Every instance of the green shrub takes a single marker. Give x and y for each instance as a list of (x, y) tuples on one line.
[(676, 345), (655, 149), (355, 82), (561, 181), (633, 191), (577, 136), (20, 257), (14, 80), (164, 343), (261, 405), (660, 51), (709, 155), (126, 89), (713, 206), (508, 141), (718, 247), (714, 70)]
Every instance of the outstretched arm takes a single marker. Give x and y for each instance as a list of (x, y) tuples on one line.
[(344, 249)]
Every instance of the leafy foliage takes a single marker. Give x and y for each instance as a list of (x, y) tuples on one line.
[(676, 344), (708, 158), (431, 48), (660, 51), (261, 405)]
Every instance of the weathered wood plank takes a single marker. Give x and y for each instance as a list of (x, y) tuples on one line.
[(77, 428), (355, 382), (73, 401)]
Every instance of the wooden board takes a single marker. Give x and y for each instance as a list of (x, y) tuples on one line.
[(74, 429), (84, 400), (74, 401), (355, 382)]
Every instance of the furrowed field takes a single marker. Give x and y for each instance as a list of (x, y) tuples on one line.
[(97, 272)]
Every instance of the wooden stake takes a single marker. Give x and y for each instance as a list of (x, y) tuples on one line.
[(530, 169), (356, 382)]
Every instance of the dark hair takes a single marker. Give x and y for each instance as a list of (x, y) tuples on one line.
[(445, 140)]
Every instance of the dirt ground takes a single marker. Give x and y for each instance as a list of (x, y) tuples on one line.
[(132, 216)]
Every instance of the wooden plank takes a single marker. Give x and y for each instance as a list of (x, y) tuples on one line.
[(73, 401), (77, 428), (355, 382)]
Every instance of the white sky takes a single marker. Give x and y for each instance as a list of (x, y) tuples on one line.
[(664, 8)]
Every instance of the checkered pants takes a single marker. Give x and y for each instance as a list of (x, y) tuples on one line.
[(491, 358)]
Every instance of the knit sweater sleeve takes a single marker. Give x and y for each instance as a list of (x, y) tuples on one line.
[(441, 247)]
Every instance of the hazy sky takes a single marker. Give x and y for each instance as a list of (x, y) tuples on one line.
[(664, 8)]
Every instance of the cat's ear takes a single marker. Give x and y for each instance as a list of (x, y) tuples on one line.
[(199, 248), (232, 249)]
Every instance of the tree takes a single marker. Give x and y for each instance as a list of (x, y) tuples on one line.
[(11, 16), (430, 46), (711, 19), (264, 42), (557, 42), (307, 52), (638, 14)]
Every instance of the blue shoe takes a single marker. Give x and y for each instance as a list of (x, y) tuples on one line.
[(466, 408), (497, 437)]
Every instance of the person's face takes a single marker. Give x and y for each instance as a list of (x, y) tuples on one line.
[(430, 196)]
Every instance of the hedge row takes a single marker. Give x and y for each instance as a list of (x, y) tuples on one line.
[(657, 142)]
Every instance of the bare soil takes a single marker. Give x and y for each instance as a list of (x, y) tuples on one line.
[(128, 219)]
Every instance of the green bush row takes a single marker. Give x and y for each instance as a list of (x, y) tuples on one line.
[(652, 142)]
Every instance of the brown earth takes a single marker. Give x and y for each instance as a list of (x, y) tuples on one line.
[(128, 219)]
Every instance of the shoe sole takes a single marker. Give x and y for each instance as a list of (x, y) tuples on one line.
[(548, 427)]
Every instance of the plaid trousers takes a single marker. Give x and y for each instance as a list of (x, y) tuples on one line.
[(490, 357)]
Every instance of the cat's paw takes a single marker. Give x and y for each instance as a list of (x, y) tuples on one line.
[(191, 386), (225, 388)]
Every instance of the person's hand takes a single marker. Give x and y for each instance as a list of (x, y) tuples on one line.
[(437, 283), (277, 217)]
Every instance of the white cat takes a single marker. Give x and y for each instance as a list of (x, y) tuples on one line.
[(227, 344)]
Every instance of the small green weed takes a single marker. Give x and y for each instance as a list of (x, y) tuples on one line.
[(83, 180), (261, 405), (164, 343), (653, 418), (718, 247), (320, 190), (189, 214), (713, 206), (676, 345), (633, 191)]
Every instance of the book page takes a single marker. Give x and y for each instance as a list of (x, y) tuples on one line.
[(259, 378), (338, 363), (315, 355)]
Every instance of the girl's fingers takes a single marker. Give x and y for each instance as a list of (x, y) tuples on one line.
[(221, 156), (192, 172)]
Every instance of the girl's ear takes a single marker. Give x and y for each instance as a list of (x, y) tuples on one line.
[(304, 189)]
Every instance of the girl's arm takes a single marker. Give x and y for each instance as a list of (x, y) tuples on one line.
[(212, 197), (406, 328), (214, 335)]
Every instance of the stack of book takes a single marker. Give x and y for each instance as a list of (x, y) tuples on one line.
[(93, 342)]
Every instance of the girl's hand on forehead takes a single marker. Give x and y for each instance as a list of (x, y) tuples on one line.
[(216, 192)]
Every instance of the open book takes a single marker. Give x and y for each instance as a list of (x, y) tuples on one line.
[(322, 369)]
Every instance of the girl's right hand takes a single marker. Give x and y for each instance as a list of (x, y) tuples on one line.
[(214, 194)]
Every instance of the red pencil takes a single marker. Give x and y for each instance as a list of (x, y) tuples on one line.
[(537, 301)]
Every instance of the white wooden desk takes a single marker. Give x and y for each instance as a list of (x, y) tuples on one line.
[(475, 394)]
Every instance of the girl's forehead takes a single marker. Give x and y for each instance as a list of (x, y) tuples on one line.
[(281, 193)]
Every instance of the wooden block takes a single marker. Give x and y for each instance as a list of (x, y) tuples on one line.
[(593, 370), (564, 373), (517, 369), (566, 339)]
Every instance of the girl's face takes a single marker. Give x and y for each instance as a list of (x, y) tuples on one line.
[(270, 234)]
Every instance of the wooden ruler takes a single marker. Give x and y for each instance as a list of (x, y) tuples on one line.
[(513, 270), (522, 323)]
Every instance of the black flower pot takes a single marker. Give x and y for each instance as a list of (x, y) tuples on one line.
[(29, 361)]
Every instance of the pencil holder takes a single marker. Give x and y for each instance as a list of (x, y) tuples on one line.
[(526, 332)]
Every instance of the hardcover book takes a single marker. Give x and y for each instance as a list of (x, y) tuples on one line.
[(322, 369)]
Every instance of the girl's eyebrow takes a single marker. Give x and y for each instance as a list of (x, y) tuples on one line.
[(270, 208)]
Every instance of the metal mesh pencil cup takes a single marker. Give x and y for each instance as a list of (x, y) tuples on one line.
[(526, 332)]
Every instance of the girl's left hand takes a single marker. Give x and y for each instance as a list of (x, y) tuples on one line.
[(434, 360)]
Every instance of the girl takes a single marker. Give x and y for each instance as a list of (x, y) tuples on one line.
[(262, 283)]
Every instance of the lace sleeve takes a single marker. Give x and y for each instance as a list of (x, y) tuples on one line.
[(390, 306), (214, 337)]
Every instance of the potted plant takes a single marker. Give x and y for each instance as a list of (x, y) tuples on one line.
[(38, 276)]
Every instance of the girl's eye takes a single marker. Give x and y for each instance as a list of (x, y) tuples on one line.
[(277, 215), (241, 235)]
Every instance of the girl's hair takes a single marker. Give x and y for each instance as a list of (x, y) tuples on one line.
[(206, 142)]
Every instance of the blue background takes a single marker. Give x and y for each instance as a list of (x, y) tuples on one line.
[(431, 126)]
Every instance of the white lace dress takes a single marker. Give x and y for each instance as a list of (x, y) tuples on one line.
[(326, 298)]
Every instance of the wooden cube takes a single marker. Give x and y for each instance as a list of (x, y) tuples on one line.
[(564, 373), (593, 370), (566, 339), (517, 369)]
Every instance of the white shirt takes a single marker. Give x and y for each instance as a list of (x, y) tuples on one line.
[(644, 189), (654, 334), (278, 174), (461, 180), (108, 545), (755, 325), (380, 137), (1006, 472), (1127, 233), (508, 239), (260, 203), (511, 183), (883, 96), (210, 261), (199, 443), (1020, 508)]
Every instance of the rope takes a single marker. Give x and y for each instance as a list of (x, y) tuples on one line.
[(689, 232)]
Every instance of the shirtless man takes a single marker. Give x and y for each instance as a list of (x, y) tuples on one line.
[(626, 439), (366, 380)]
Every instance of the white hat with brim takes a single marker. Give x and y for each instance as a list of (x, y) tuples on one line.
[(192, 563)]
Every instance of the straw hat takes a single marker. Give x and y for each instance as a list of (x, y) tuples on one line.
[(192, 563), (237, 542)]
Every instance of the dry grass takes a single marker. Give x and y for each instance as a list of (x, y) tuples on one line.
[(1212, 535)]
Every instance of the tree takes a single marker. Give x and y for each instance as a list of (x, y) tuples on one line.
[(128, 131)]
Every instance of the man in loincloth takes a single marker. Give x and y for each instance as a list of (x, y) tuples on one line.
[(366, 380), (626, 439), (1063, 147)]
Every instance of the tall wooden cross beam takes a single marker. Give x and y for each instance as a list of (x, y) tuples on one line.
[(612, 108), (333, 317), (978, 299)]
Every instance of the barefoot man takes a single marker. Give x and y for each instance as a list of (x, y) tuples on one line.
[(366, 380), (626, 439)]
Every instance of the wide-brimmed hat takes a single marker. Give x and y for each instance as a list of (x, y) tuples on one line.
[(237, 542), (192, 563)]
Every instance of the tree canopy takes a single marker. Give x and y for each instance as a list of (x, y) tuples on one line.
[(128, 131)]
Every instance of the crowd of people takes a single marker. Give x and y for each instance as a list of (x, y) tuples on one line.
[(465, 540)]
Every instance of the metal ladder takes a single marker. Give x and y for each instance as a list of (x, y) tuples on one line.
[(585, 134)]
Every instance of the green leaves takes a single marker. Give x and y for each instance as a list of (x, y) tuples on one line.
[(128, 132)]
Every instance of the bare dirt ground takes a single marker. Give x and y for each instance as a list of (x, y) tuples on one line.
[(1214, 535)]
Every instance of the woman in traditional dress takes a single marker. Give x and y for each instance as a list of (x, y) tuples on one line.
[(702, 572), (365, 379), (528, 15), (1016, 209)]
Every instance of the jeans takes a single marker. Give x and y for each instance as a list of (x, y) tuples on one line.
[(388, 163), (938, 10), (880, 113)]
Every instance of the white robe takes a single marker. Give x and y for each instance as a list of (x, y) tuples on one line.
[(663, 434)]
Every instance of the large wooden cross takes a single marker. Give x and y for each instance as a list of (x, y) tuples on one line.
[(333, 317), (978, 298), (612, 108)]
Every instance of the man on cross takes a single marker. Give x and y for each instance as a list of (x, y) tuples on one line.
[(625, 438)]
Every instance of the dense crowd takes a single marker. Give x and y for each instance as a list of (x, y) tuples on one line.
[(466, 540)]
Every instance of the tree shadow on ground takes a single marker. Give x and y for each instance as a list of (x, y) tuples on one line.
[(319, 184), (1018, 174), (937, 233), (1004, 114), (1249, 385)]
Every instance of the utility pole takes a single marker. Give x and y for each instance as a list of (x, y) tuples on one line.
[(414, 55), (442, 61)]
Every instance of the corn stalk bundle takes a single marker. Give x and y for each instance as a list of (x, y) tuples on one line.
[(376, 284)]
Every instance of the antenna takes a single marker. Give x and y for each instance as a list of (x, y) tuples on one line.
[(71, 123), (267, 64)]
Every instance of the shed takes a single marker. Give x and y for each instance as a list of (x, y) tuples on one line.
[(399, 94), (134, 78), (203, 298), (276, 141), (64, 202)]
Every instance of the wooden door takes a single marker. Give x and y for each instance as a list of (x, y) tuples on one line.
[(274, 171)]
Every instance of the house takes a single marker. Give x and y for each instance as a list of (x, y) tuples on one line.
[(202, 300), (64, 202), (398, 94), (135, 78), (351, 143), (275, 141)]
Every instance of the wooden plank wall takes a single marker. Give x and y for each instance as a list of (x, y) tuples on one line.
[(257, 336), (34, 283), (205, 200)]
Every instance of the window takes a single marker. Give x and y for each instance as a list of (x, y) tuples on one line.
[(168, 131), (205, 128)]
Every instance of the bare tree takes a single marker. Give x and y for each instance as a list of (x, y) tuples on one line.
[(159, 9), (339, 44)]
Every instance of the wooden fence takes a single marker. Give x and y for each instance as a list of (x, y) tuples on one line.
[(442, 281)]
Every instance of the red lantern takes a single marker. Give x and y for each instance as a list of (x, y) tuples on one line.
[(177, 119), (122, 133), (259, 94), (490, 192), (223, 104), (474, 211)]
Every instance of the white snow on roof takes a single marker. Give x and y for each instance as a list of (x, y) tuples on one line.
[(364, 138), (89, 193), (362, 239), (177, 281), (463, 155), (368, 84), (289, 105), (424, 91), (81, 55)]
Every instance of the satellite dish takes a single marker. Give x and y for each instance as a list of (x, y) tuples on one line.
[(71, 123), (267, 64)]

------------

# [Task prompt]
Everything from the line containing "Every instance of the satellite" through the last line of the listing must be reproduced exactly, and no other line.

# [Response area]
Every instance of the satellite dish takes a single marker. Give x and y for each instance as a list of (x, y) tuples on one line.
[(71, 123), (267, 64)]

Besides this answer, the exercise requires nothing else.